### RECORDS FOR THE EXERCISE
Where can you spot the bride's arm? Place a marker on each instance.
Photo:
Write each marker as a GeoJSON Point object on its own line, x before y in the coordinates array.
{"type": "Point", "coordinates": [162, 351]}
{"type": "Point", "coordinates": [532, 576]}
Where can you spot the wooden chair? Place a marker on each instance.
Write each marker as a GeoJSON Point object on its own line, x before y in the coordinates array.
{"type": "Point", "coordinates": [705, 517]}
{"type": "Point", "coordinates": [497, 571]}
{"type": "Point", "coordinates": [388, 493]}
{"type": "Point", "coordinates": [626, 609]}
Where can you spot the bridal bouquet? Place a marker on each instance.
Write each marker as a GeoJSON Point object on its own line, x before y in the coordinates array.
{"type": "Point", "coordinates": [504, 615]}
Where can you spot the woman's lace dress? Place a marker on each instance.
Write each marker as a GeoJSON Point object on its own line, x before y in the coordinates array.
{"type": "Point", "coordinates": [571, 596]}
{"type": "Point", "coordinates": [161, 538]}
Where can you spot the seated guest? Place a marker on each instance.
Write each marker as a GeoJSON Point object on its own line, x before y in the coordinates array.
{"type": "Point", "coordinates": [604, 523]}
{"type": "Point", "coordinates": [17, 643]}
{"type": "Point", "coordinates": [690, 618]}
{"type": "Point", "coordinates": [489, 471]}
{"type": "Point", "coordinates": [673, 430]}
######
• _WHAT TO DO_:
What is needed is an exact copy of all the records.

• _EXERCISE ANSWER_:
Where can you spot the bride's arm? Place a marker on each instance.
Photo:
Write each marker as a GeoJSON Point object on its own line, x before y in the coordinates array.
{"type": "Point", "coordinates": [162, 351]}
{"type": "Point", "coordinates": [532, 576]}
Where can you spot the wooden chair? Place a marker on each instance.
Write each marker as a GeoJSON Point object on its own line, x before y in the coordinates array.
{"type": "Point", "coordinates": [705, 517]}
{"type": "Point", "coordinates": [497, 571]}
{"type": "Point", "coordinates": [388, 493]}
{"type": "Point", "coordinates": [626, 609]}
Where can you spot the bridal bouquet? Place a marker on each instance.
Write each marker as a GeoJSON Point object on its own line, x before y in the coordinates array.
{"type": "Point", "coordinates": [504, 615]}
Where can you spot the woman's lace dress? Place a marker on each instance.
Write each marker as a GeoJSON Point object on its own line, x before y in the coordinates array.
{"type": "Point", "coordinates": [571, 596]}
{"type": "Point", "coordinates": [161, 538]}
Where can you spot the seated guest? Place a marker on each instance.
Write each marker as a GeoJSON Point object on its own line, x before y in the coordinates array.
{"type": "Point", "coordinates": [604, 523]}
{"type": "Point", "coordinates": [17, 643]}
{"type": "Point", "coordinates": [690, 618]}
{"type": "Point", "coordinates": [489, 471]}
{"type": "Point", "coordinates": [673, 430]}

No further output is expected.